▶ **Records to process**
= Beginning of Section =

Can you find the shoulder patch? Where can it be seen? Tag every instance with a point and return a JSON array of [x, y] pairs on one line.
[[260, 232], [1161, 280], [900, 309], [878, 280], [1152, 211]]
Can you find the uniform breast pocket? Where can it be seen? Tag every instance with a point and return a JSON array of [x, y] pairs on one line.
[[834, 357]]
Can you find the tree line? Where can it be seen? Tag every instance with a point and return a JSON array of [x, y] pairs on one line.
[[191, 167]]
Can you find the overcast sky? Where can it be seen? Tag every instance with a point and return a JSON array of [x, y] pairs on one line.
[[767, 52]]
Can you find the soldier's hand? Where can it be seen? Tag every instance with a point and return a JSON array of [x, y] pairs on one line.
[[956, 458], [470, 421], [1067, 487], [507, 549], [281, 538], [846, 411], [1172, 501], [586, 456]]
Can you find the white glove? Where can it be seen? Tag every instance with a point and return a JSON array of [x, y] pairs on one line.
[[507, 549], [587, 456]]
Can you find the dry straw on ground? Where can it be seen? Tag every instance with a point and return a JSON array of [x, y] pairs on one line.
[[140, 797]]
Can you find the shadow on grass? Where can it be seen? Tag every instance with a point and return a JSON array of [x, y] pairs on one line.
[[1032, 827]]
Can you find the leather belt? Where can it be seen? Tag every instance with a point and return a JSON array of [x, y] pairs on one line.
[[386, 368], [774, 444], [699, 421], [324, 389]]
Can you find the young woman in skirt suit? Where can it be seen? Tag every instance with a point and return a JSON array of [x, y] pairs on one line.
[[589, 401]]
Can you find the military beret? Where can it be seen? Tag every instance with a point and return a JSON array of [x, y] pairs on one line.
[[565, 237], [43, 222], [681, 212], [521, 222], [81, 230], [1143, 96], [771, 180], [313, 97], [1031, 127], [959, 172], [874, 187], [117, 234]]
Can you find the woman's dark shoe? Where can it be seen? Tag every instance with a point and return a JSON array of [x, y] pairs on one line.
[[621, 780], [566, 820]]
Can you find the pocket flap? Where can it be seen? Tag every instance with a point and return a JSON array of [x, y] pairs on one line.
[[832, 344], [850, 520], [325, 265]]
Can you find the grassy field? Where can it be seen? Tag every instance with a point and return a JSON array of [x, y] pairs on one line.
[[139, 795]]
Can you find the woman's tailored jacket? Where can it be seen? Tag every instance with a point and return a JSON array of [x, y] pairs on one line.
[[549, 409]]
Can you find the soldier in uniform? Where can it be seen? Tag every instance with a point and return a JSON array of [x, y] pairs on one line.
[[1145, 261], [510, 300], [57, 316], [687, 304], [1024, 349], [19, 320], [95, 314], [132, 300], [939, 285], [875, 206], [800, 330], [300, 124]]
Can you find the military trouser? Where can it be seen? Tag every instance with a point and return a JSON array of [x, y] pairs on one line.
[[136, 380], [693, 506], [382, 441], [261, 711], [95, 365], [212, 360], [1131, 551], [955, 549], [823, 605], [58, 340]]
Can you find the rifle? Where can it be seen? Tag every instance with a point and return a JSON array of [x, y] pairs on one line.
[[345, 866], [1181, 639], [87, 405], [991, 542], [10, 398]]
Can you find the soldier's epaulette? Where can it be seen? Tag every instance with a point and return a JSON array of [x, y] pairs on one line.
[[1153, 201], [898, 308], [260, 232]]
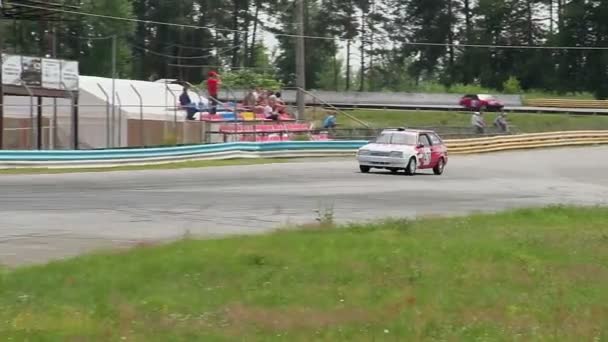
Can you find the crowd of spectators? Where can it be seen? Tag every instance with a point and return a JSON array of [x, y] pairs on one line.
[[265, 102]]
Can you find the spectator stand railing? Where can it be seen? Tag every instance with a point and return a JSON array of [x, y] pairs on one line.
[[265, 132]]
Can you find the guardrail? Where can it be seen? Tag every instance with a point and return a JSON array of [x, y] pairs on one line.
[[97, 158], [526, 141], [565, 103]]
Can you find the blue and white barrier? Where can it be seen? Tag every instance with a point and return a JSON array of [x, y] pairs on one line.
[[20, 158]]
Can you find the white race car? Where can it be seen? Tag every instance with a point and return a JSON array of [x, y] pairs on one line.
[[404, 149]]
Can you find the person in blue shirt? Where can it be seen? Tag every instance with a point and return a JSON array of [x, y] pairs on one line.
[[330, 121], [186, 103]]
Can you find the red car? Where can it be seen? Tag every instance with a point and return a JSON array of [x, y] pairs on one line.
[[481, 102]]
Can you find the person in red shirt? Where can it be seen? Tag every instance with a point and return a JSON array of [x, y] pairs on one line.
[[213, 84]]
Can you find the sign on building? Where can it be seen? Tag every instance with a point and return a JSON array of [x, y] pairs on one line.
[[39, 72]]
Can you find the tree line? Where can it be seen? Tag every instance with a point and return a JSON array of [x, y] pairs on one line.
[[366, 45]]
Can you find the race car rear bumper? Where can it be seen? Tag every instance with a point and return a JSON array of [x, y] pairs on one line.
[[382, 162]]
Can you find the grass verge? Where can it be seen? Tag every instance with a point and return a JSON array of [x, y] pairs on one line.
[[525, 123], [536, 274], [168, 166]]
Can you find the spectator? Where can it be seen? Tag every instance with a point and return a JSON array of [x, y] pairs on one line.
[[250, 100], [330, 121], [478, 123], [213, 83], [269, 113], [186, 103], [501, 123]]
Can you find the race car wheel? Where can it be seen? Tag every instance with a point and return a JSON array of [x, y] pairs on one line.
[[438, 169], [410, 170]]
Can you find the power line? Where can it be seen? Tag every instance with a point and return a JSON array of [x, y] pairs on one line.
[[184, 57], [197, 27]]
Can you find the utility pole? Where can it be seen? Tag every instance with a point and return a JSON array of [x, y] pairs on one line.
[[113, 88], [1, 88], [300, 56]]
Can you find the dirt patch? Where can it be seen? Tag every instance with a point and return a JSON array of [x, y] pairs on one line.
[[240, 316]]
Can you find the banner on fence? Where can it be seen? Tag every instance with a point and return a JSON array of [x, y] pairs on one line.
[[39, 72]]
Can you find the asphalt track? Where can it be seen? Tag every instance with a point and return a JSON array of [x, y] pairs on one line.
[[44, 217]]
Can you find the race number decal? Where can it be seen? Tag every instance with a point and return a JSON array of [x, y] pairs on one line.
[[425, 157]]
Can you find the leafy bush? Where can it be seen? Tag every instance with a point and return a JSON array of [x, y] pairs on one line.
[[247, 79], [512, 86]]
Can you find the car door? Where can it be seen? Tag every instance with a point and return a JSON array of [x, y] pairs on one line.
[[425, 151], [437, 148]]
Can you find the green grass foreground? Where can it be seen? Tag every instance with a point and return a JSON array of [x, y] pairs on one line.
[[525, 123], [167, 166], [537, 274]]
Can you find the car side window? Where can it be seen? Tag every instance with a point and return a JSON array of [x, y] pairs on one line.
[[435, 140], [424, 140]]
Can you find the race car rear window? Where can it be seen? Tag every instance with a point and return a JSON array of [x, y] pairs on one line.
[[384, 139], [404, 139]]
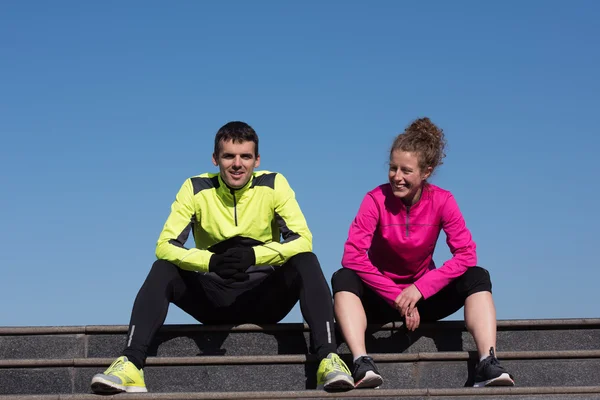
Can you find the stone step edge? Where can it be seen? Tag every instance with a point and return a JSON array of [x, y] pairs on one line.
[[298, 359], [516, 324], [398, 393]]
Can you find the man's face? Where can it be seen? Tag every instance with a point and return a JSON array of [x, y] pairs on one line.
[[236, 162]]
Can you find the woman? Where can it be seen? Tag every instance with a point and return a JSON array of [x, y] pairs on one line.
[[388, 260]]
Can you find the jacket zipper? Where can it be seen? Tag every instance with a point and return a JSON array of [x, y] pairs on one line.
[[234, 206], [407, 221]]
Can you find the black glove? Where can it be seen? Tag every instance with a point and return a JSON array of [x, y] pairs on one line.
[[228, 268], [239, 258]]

= End of Section =
= Beginning of Section =

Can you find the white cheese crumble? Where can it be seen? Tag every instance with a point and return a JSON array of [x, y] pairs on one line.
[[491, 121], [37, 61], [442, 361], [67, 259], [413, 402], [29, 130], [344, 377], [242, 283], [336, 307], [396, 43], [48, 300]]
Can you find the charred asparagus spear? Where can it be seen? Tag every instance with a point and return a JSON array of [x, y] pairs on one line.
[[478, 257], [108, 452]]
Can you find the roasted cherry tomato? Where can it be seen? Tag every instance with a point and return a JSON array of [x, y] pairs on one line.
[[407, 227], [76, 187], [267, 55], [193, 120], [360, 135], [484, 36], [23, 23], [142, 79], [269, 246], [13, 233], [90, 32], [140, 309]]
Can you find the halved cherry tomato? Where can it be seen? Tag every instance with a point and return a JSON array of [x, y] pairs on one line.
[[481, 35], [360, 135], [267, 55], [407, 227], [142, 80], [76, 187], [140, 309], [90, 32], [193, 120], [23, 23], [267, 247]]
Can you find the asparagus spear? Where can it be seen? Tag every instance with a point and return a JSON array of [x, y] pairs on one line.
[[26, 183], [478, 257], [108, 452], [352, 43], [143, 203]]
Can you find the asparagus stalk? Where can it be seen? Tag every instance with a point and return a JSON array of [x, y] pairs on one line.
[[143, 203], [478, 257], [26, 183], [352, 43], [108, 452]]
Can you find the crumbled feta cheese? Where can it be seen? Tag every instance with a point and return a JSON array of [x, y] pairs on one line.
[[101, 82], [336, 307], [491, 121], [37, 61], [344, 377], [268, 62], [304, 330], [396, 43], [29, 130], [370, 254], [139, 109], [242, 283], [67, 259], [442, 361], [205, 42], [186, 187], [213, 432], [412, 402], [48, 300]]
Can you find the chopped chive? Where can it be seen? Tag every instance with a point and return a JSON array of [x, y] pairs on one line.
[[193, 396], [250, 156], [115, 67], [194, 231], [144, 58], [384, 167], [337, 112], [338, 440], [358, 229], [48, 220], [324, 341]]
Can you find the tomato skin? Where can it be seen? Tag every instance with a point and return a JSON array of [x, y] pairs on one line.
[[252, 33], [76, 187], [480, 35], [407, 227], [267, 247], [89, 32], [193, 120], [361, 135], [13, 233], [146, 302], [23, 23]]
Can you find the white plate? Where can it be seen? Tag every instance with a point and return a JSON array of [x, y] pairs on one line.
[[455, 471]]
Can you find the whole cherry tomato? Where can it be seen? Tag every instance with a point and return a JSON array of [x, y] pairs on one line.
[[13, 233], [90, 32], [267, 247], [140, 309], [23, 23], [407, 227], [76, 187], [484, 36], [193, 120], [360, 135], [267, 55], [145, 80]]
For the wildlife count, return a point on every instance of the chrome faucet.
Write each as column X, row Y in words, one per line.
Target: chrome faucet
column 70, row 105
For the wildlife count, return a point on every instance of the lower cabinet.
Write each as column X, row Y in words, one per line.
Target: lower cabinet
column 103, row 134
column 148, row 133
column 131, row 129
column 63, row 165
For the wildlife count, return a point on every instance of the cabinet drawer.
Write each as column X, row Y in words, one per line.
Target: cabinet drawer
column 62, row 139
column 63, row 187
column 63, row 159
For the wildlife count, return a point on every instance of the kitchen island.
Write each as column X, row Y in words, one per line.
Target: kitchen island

= End of Section =

▶ **Brief**
Select every line in the records above that contains the word "count".

▶ **Response**
For the wildlife count, return a point on every instance of the chrome faucet.
For the wildlife count, return a point on every instance of the lower cabinet.
For the wildlife count, return a point on every instance of the cabinet drawer.
For the wildlife count, return a point on every instance of the kitchen island.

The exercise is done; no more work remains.